◆ Source document
----------

All of these on a Tibook 667MHz OSX 10.2.8

 

Test one:

2 x 120GB WDigital 2MB cache striped with Apple's RAID through a firewire hub/repeater, utilizing only the inbuilt firewire bus. Score = 60.25

2 x 120GB Seagate 8MB cache striped with Apple's RAID through a firewire hub/repeater, utilizing only the inbuilt firewire bus. Score = 61.47

 

At this point I installed the 10.2.8 'fix-up' that Apple released after the first 10.2.8 was withdrawn after I'd installed it.

----------

A run of records
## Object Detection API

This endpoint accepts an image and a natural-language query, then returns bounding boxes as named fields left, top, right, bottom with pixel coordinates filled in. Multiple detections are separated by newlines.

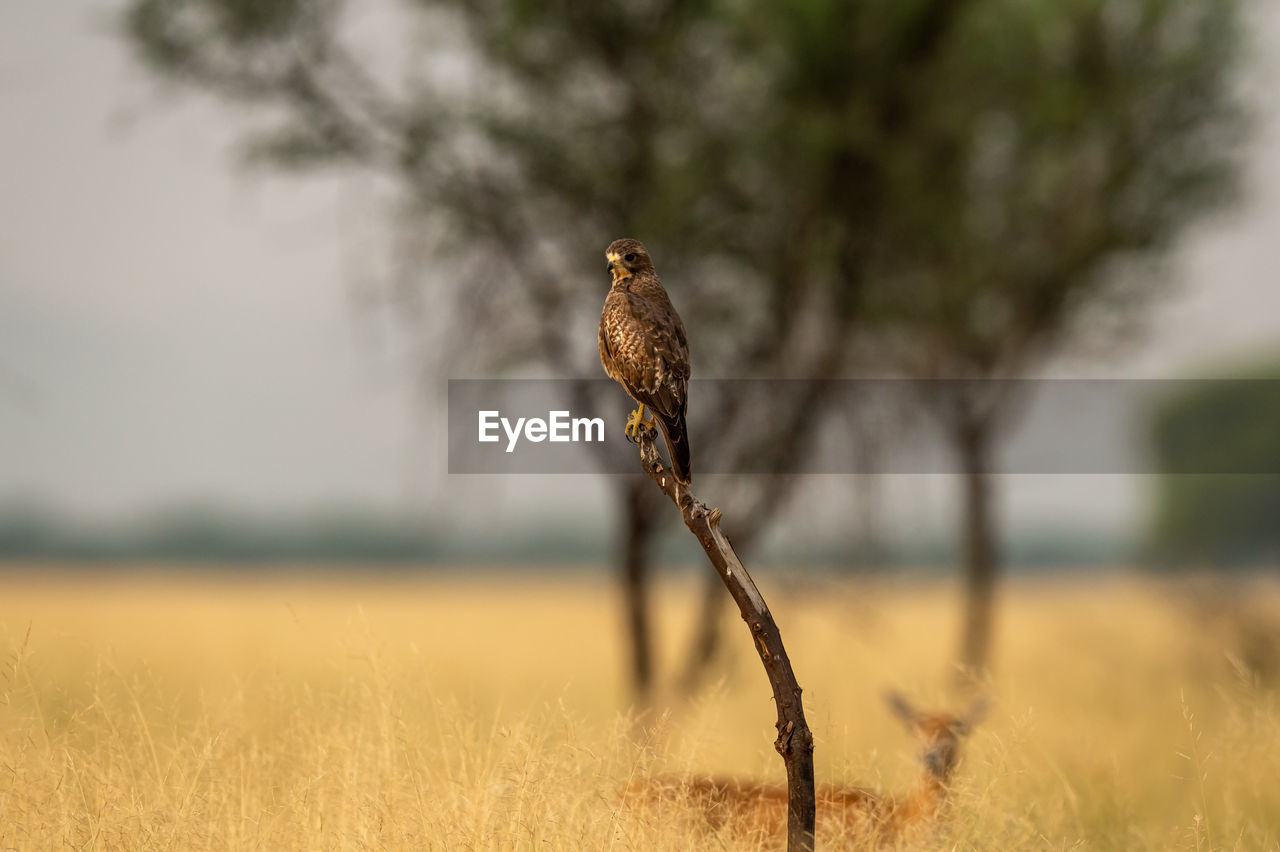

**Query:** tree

left=1151, top=363, right=1280, bottom=567
left=855, top=0, right=1243, bottom=673
left=124, top=0, right=849, bottom=698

----------

◆ Problems and tasks
1 - Reproduce everything in the RAID benchmark notes from "All of these" down to "I'd installed it.".
2 - List each distinct company named in the RAID benchmark notes.

◆ Results of the exercise
1 -
All of these on a Tibook 667MHz OSX 10.2.8

 

Test one:

2 x 120GB WDigital 2MB cache striped with Apple's RAID through a firewire hub/repeater, utilizing only the inbuilt firewire bus. Score = 60.25

2 x 120GB Seagate 8MB cache striped with Apple's RAID through a firewire hub/repeater, utilizing only the inbuilt firewire bus. Score = 61.47

 

At this point I installed the 10.2.8 'fix-up' that Apple released after the first 10.2.8 was withdrawn after I'd installed it.

2 - WDigital, Seagate, Apple